I.1 ...MARQUEE PAR L’INTERVENTION DES POUVOIRS PUBLICS
Le droit du travail fixe un cadre juridique aux rapports de travail et répond d’une certaine manière aux difficultés socio-économiques de l’entreprise dans sa relation avec les salariés. Son rôle s’étend également hors de l’entreprise dans la mesure ou la situation de ceux qui en sont exclus temporairement ou définitivement est prise en compte.
Sous l’ancien régime, la conception corporative des relations du travail était dominante. Sous la révolution, au nom des principes de liberté et d’égalité, la rupture s’est faite avec le décret d’Allarde des 2, 17 mars 1791, qui a posé le principe de la liberté du travail (liberté d’exercer une profession - liberté de recruter la personne de son choix), et avec la loi Le Chapelier des 14, 17 juin 1791 qui a interdit les groupements professionnels et les coalitions.
Le principe de liberté interdit toute intervention de l’Etat. La relation de travail est régie par le droit commun des contrats et plus précisément par le contrat de louage de services. Or il s’avère que le rapport de forces entre salarié et employeur est inégal, le salarié est soumis à la volonté patronale.
Avec la révolution industrielle, les conditions de vie des ouvriers sont misérables, l’Etat est obligé d’intervenir pour éviter les troubles sociaux.(3)
L’émergence du droit du travail s’est faite difficilement, car la conception dominante était purement civiliste. Il a fallu un certain temps avant que le particularisme du contrat de travail s’affirme par rapport au droit civil.
L’intervention de l’Etat en faveur de la classe ouvrière autorise le droit de grève (1864) et le droit de se syndiquer (1884). Le rapport de forces est transformé par la montée en puissance des syndicats. A partir de 1936 les conventions collectives se multiplient et viennent ainsi compléter le droit du travail législatif et réglementaire.
Les sources du droit du travail ne sont pas seulement nationales, elles présentent l’originalité de conjuguer l’origine étatique ou conventionnelle des règles élaborées avec des sources internationales, en l’occurrence les conventions de l’O.I.T(4) ., les traités internationaux (exemple : La condition des travailleurs migrants) et le droit européen (exemple : Le principe de la libre circulation des travailleurs à l’intérieur de l’union européenne, la directive relative à l’égalité entre les hommes et les femmes dans l’entreprise, et plus récemment la directive européenne du 14 octobre 1991 relative à la forme juridique du contrat de travail) (5)

+---+

Recopiez le texte sur la naissance du droit du travail, tout ce qui va de « Le principe de liberté » jusqu'à « la volonté patronale. », en substituant « droit civil des obligations » à « droit commun des contrats ».

* [Données enregistrées]:

+---+

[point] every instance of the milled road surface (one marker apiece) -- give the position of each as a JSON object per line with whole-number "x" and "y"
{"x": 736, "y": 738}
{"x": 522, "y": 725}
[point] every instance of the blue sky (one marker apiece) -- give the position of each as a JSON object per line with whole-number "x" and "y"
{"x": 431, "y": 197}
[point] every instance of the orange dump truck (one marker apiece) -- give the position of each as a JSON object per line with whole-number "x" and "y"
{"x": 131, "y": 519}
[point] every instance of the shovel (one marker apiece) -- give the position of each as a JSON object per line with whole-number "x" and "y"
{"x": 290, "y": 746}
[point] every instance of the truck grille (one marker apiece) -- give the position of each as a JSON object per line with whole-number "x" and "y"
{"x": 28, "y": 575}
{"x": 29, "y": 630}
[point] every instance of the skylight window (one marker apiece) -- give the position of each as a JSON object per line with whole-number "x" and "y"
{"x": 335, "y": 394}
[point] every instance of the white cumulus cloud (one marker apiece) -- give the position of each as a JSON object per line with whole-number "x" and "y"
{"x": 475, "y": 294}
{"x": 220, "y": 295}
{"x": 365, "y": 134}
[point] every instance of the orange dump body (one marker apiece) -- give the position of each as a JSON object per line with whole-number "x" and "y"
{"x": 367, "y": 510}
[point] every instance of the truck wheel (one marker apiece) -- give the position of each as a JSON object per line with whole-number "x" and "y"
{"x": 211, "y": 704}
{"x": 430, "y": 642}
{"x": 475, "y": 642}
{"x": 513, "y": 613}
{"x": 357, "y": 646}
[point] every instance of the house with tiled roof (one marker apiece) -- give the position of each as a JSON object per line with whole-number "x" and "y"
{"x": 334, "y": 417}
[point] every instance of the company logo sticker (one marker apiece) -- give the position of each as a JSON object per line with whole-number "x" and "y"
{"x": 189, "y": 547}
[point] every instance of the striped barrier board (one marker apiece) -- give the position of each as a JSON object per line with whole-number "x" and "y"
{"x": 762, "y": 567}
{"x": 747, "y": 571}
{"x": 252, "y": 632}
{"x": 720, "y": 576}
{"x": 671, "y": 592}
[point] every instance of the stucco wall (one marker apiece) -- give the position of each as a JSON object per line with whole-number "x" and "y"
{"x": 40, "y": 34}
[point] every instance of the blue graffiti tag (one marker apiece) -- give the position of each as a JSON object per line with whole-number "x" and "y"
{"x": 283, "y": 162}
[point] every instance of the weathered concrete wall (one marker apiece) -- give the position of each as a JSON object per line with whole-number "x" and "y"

+---+

* [Corrigé]:
Le principe de liberté interdit toute intervention de l’Etat. La relation de travail est régie par le droit civil des obligations et plus précisément par le contrat de louage de services. Or il s’avère que le rapport de forces entre salarié et employeur est inégal, le salarié est soumis à la volonté patronale.